- **The problem**: Shift the polygon outlines by adding 127 to every x and y coordinate in the answers, and give back every line of all the rows below in full. Leave the pictures out.
»»
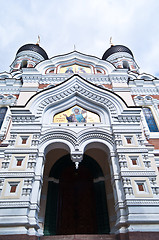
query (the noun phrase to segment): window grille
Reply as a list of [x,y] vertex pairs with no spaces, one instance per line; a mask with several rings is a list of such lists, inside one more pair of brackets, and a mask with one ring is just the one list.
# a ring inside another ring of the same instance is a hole
[[159,132],[158,127],[156,125],[155,119],[152,115],[150,108],[143,108],[143,113],[150,129],[150,132]]

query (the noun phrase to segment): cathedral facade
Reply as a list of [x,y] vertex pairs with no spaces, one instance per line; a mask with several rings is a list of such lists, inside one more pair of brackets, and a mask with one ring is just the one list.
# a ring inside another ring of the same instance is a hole
[[39,44],[0,73],[0,239],[159,239],[159,79]]

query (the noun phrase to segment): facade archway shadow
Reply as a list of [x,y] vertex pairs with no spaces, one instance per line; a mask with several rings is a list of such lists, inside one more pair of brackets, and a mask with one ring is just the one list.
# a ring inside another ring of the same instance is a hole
««
- **The completed task**:
query (the noun phrase to segment): window grille
Reply as a list of [x,y] vertex pairs with no spaces, one instance per line; a mask with several rings is a list of such lists, inside one more pair of brackets, and a mask with one ring is just the one list.
# a ring inside another ring of the same instance is a hole
[[286,259],[285,254],[283,252],[282,246],[279,242],[277,235],[270,235],[270,240],[277,256],[277,259]]

query (the noun phrase to segment): cathedral facade
Reply as a list of [x,y] vertex pairs with no spaces, one instance per line; a mask with several rings is a list of such lists, inside one more pair of brackets, and a mask with one ring is just the one list.
# a ring inside another ring of the same instance is a hole
[[166,171],[127,200],[127,366],[286,366],[286,206]]

query (the noun phrase to segment): facade archway shadow
Reply as a list of [x,y] vertex pairs with no spaces, one instance per line; a mask with several rings is a list of such lists, inside one more pair of brackets, and a mask with one ring is just the one list.
# a ring inside another ring of the same instance is a hole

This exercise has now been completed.